- [WHAT YOU SHOULD DO]: Put the entries below into a Markdown table with two columns, Row and Line, giving each line its own numbered row. Skip blank lines and leave out the pictures.
[START]
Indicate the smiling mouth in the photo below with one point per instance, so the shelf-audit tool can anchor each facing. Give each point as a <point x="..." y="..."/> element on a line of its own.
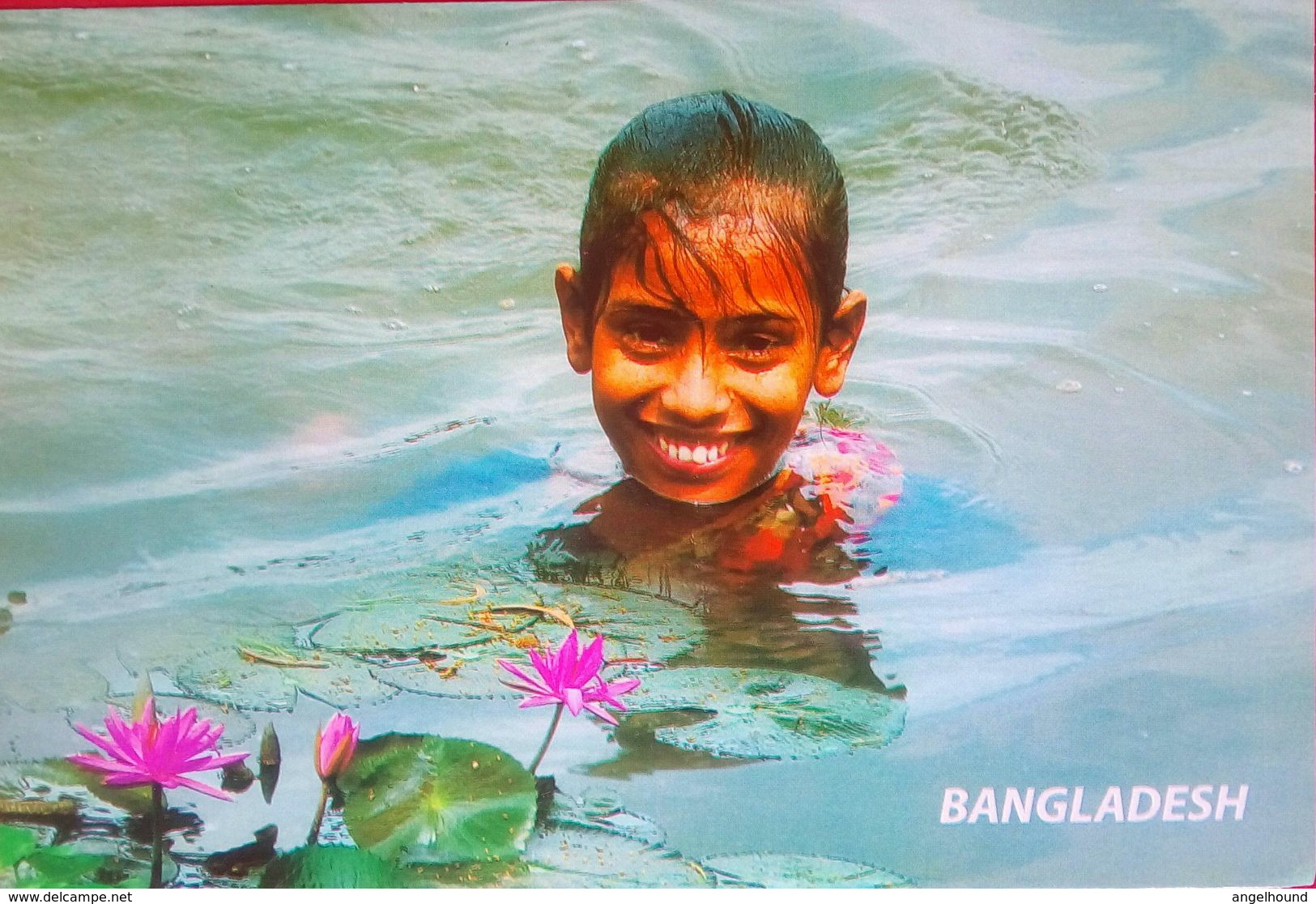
<point x="692" y="454"/>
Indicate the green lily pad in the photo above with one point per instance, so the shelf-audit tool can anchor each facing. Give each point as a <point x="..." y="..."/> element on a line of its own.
<point x="63" y="866"/>
<point x="425" y="799"/>
<point x="798" y="872"/>
<point x="15" y="845"/>
<point x="637" y="627"/>
<point x="603" y="812"/>
<point x="271" y="678"/>
<point x="58" y="779"/>
<point x="332" y="866"/>
<point x="402" y="629"/>
<point x="762" y="714"/>
<point x="577" y="857"/>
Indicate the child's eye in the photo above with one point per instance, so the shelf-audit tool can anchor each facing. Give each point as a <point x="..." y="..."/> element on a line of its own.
<point x="760" y="345"/>
<point x="646" y="336"/>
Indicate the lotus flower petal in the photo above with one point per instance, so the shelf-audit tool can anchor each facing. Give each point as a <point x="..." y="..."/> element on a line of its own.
<point x="157" y="752"/>
<point x="569" y="676"/>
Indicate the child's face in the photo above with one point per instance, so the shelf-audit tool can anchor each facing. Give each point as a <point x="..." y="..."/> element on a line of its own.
<point x="701" y="394"/>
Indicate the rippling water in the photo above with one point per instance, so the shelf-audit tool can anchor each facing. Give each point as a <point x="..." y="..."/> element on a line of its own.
<point x="271" y="276"/>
[END]
- [CORRECT OUTPUT]:
| Row | Line |
|---|---|
| 1 | Indicate the smiling mouth in the photo below with one point per instance, so the shelf-audit tool can anchor each facing. Give each point as a <point x="..." y="..."/> element on a line of its own. |
| 2 | <point x="692" y="454"/> |
| 3 | Indicate the green lily pad in the photo above with one point per instance, so the shelf-audit tool can anchor each facing. Give each point as a <point x="..." y="..."/> element on a line of its own. |
| 4 | <point x="63" y="866"/> |
| 5 | <point x="425" y="799"/> |
| 6 | <point x="798" y="872"/> |
| 7 | <point x="15" y="845"/> |
| 8 | <point x="637" y="627"/> |
| 9 | <point x="603" y="812"/> |
| 10 | <point x="271" y="678"/> |
| 11 | <point x="58" y="779"/> |
| 12 | <point x="332" y="866"/> |
| 13 | <point x="402" y="629"/> |
| 14 | <point x="762" y="714"/> |
| 15 | <point x="577" y="857"/> |
| 16 | Indicate the child's eye in the photo above with one point per instance, so the shelf-audit tool can anchor each facing. Give each point as a <point x="..." y="..."/> element on a line of its own. |
| 17 | <point x="760" y="345"/> |
| 18 | <point x="646" y="336"/> |
| 19 | Indicate the lotus flower petal in the photo above with one point per instance, so the shelf-audit tool can anchor each facing. Give each point as a <point x="..." y="..."/> element on a line of its own. |
| 20 | <point x="157" y="752"/> |
| 21 | <point x="569" y="676"/> |
| 22 | Indicate the child's face in the photo above with one point per instance, so the shelf-audit tool can anchor each facing. Give each point as a <point x="..." y="..."/> element on a line of its own. |
| 23 | <point x="701" y="394"/> |
| 24 | Indicate the rippling water in the photo above with one point per instance, so the shelf-audit tool can anchor each facing. Give each point as a <point x="..." y="..."/> element on a line of its own. |
| 25 | <point x="271" y="276"/> |